* **Exercise**:
In the entries below, find the line containing "Find the plastic". Write out that line and all lines after it, exactly, and nothing else.

Saved data entries
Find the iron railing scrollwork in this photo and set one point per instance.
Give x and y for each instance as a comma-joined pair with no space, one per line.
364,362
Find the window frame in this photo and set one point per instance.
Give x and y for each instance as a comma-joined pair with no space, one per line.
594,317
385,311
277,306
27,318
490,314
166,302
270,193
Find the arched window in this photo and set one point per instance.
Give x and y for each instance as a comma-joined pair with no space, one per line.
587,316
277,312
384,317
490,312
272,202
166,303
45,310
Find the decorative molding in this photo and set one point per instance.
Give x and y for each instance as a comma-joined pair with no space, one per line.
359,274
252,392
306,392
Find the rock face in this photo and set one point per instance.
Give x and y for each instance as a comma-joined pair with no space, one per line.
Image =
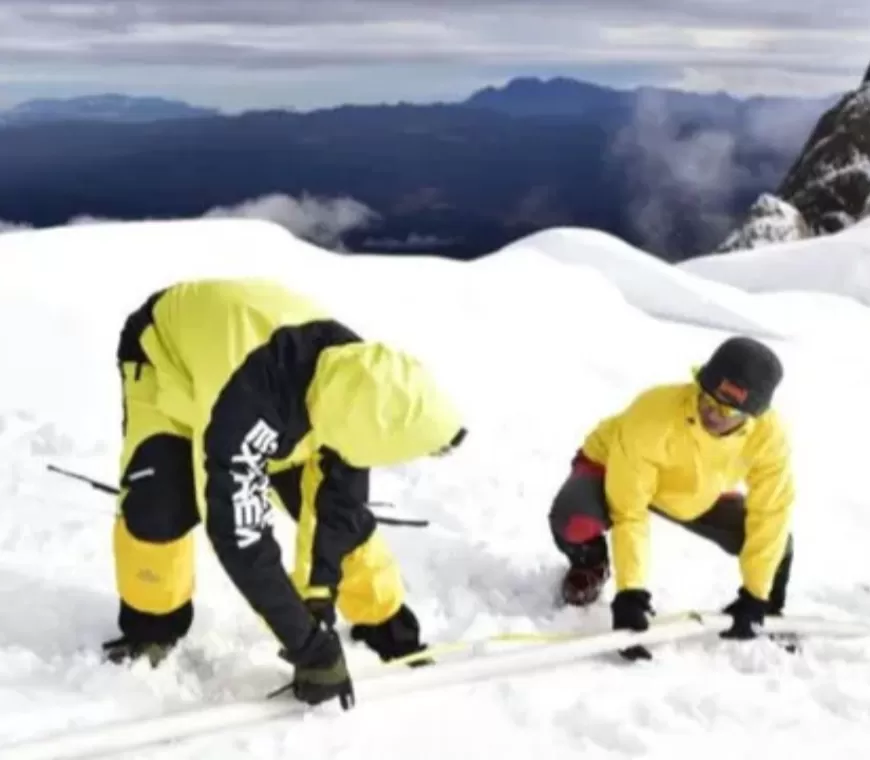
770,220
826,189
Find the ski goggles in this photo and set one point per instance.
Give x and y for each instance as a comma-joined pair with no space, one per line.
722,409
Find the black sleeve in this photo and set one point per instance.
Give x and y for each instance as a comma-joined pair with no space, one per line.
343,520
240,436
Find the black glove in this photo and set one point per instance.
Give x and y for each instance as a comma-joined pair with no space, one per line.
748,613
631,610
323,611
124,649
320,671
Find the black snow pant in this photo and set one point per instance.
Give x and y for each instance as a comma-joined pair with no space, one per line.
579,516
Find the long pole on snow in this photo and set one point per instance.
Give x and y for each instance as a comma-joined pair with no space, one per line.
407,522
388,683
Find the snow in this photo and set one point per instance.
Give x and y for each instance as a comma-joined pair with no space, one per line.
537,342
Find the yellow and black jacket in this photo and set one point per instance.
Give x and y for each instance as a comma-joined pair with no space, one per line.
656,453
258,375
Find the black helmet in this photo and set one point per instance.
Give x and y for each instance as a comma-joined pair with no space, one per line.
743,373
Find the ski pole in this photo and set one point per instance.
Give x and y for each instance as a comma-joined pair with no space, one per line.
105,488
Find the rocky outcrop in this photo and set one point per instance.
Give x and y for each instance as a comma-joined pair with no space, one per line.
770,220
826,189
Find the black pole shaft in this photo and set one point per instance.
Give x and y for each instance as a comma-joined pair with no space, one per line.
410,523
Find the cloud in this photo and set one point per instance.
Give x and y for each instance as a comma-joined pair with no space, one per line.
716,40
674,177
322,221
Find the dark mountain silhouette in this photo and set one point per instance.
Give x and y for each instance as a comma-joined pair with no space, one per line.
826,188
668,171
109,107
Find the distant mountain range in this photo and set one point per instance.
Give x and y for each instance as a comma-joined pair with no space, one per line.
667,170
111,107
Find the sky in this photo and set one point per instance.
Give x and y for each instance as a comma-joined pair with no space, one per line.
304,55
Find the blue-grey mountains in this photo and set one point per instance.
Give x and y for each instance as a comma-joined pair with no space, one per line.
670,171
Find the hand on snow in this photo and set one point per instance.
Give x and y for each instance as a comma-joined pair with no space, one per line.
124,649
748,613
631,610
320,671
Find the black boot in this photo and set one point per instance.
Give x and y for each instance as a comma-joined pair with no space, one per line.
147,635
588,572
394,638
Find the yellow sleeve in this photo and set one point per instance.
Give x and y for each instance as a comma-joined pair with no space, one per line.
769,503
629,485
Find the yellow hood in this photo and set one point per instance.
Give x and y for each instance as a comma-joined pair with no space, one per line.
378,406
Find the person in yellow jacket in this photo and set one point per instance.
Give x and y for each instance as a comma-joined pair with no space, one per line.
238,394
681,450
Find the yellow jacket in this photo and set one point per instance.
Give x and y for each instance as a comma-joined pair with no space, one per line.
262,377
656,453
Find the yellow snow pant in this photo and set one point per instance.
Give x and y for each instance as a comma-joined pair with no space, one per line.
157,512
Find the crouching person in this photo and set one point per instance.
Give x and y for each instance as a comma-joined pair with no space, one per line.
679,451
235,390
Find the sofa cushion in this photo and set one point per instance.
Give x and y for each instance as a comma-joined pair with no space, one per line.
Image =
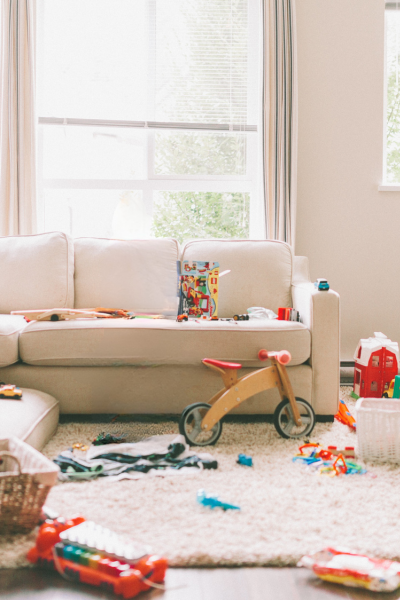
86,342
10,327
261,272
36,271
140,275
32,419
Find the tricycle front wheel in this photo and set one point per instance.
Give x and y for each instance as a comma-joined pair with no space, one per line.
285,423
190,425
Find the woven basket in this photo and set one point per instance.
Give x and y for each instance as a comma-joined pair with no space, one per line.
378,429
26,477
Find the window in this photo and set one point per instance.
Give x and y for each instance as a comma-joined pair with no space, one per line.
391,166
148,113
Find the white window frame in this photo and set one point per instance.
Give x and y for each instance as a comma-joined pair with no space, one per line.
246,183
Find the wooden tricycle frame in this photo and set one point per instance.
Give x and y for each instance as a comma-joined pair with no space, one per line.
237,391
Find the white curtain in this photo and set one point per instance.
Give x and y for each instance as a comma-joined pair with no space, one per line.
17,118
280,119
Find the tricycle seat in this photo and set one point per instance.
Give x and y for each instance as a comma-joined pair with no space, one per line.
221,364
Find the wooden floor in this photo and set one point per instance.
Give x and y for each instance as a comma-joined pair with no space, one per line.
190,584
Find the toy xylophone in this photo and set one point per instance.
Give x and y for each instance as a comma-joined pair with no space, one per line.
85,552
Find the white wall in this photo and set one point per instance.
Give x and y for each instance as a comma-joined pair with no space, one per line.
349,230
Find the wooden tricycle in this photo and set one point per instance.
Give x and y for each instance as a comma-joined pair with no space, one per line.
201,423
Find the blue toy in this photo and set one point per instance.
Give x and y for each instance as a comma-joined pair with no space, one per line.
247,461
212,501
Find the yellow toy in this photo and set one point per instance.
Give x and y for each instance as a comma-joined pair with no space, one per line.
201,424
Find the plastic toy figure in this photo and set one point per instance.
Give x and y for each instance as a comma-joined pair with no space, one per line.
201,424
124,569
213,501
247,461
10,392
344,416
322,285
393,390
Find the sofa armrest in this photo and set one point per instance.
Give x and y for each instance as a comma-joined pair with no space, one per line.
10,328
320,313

* **Exercise output**:
Find the plastic toy figure in this photo and set one point per instance.
Give x and y for each instance as a comma-joined pair with no space, one per line.
201,424
124,569
213,501
247,461
10,392
344,416
322,285
393,390
Find the sofa armrest in this photo and set one point per instance.
Give x and y for each instance as a comma-joined pair with no space, one per line.
10,328
320,313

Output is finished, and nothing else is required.